● **STATED TASK**
Any picture among the records should be left out, please; retype the rest exactly.

● **DATA SHOWN**
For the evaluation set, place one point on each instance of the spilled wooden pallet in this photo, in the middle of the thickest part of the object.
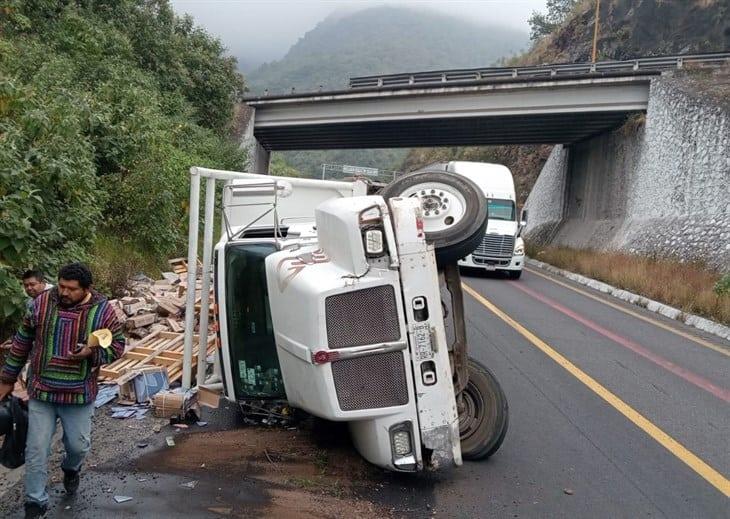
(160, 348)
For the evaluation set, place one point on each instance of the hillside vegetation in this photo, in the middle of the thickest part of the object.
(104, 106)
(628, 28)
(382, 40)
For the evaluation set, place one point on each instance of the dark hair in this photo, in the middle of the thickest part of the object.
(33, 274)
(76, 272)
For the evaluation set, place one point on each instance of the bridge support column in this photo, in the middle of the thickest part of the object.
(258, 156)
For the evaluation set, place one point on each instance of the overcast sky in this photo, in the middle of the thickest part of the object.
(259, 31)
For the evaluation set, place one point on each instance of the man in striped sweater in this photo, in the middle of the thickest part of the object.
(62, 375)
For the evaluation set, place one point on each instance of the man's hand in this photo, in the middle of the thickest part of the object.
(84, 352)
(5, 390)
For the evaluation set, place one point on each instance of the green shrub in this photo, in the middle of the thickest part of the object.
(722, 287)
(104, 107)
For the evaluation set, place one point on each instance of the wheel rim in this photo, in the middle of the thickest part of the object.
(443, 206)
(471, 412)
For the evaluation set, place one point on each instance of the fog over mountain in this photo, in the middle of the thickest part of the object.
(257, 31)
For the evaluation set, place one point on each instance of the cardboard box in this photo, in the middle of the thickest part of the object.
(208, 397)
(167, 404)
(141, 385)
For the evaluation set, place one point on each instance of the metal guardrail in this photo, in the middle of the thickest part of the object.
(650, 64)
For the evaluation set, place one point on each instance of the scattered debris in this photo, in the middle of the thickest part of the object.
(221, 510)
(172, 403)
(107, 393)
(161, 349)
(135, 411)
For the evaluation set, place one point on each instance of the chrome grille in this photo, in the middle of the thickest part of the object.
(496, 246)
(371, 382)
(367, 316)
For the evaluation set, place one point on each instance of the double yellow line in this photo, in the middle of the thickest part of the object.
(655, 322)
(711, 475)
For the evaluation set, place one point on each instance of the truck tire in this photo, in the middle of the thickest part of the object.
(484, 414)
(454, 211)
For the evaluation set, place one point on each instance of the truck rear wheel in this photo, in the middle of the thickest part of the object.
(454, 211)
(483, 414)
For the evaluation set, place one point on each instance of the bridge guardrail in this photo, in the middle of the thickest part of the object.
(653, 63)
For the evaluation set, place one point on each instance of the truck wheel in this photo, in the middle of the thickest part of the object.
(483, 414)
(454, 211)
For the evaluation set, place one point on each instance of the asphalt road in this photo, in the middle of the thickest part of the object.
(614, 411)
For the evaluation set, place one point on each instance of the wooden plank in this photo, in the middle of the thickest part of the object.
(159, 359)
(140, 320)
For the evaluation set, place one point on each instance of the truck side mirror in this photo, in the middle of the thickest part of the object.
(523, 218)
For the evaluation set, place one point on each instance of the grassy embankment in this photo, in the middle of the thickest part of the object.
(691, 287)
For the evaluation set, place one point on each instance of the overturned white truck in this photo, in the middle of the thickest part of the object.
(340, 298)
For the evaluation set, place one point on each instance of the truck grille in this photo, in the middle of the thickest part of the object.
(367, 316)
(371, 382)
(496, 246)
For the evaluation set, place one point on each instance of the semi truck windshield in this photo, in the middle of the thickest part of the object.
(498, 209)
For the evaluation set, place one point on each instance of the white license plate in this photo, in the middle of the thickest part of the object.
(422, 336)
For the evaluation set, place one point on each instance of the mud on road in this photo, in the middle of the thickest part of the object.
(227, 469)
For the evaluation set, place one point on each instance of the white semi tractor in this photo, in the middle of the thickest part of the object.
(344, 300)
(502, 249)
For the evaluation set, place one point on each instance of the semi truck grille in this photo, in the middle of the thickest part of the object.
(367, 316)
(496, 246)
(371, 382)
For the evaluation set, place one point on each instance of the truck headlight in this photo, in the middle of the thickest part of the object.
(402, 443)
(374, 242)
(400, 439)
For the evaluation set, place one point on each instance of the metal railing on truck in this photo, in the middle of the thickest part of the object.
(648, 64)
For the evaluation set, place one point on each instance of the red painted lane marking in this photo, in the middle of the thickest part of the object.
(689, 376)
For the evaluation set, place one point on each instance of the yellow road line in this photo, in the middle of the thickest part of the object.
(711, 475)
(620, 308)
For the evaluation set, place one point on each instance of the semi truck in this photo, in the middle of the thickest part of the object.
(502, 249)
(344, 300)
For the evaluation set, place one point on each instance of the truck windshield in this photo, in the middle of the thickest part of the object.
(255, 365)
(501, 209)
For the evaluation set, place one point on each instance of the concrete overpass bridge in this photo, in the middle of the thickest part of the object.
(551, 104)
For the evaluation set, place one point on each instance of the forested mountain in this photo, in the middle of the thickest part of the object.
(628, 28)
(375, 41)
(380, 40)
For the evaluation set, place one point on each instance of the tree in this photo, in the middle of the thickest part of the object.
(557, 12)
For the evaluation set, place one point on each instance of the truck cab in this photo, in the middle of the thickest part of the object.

● **THE COMPLETED TASK**
For the evaluation set, place one point on each instance of the spilled wooden pallet in this photo, in the middle of the thickest part of the object.
(160, 348)
For the evaluation set, place one point on each instance of the hillside vegetation in this photo, in the middle of the thickest part of the object.
(104, 106)
(628, 28)
(382, 40)
For the evaluation set, place one point on each instance of the dark hair in this photo, in the middle of the thickest part of the object.
(33, 274)
(76, 272)
For the evaluation set, place one point on each instance of the bridge support column in this photo, in the middle of the thickest part of the object.
(258, 156)
For the evaluation set, place one point on each instance of the overcast sky in this photo, in the middle of the thickest part of the object.
(259, 31)
For the evaluation set, place one point on each instance of the man in striped sweater in this photo, in the middle of the thickest part of the object.
(62, 375)
For the evaluation set, place one point on each instance of the man's hand in this photo, in the middle of the thickest part of the object.
(84, 352)
(5, 390)
For the evaluation set, place one point on each instance of the green shrub in this photo, in the middle of the thickest part of the object.
(722, 287)
(104, 107)
For the evaluation set, place one point on each instance of the wheel rim in this photo, in the middle of the thickest part of the object.
(443, 206)
(471, 412)
For the evaluation set, place one point on each instance of the fog over mountain in this photo, in the middle of the thickest part of the object.
(257, 31)
For the evaluation set, place one point on each instance of the cardboard box in this photo, in the middle of the thickest part of the object.
(208, 397)
(167, 404)
(141, 385)
For the evaluation set, place one point on each instance of the metal guardrail in this photo, in the middle of the thickest part of the object.
(650, 64)
For the evaluation set, place one point on each instance of the scattered debris in this photo, in the middle of the thickest part of the object.
(221, 510)
(172, 403)
(107, 393)
(161, 349)
(135, 411)
For the evaluation set, place one point on each instance of the chrome grille in this photo, in the middle of the thickest part of the object.
(496, 246)
(371, 382)
(367, 316)
For the evaluation set, place one point on each instance of the double yellow line in this photo, in the middle of the thickest part of the object.
(655, 322)
(711, 475)
For the evaluation set, place one point on each instance of the truck tire in this photo, in the middle of the thickest part of the object.
(484, 414)
(454, 211)
For the evaluation set, place one point on each instance of the truck rear wheel in this photo, in the middle of the thickest part of the object.
(454, 211)
(483, 414)
For the evaluation set, place one point on each instance of the bridge guardrail in this photo, in the middle of the thickest part of the object.
(653, 63)
For the evaluation set, place one point on each instance of the truck wheel in this photo, in the middle of the thickest part of the object.
(483, 414)
(454, 211)
For the evaluation set, place one point on each instance of the asphalt road in this photo, in the middle of the thickest part of the object.
(614, 411)
For the evaluation set, place one point on each instance of the wooden plank in this photo, in the middle of the thickest part of the object.
(159, 359)
(140, 320)
For the evaluation set, place one point on each instance of the truck side mirror in this photo, in the middle of the thickest part of the object.
(523, 218)
For the evaluation set, place one point on each instance of the grassy embankment in this photo, in the middle of the thickest part of the object.
(691, 287)
For the evaluation set, place one point on each instance of the overturned white truck in this photo, in the middle of the thickest part of the object.
(340, 298)
For the evaluation set, place one point on each instance of the truck grille in this photo, in the middle of the thickest part of the object.
(367, 316)
(371, 382)
(496, 246)
For the evaluation set, place one point on each instance of the semi truck windshield in this photo, in the middle of the thickest part of the object.
(498, 209)
For the evaluation set, place one point on each instance of the white license plate in this photo, in the middle of the thickest part of the object.
(422, 336)
For the evaluation set, place one point on each instance of the mud on road in this photo, in the middle of the thickest part of the object.
(227, 469)
For the evaluation set, place one point on each instance of the white semi tractor in this photo, in the middle of the thickest part of the object.
(344, 300)
(502, 249)
For the evaluation set, place one point on each instance of the semi truck grille in this photo, in the middle of the thickest part of the object.
(367, 316)
(496, 246)
(371, 382)
For the evaluation set, place one point on each instance of the truck headlight in this photo, in the middle of the thickest part of the object.
(402, 443)
(374, 242)
(400, 439)
For the evaluation set, place one point on each instance of the metal railing on truck in this photo, in the middle of the thickest part of the object.
(648, 64)
For the evaluation set, place one point on each instance of the red painted lane marking in this photo, in the middle of the thickest part of the object.
(689, 376)
For the evaluation set, place one point on each instance of the yellow road line in this photo, in the middle of the thickest part of the object.
(711, 475)
(620, 308)
For the evaluation set, place one point on each instance of the semi truck in this photo, in the middle of the thickest part of the object.
(502, 249)
(344, 300)
For the evaluation set, place one point on each instance of the truck windshield in this photo, in the middle of the thickest part of the object.
(255, 365)
(501, 209)
For the evaluation set, place one point on each instance of the concrete overpass bridge in this photo, in the middle of the thickest part of the object.
(551, 104)
For the evaluation set, place one point on each instance of the forested mountain in this photo, in the middle of the thickest part of the object.
(628, 28)
(375, 41)
(380, 40)
For the evaluation set, place one point on each instance of the tree in this photo, in the middle of the thickest part of the object.
(557, 12)
For the evaluation set, place one point on each instance of the truck cab in this photo, in the middle of the thickest part of the object.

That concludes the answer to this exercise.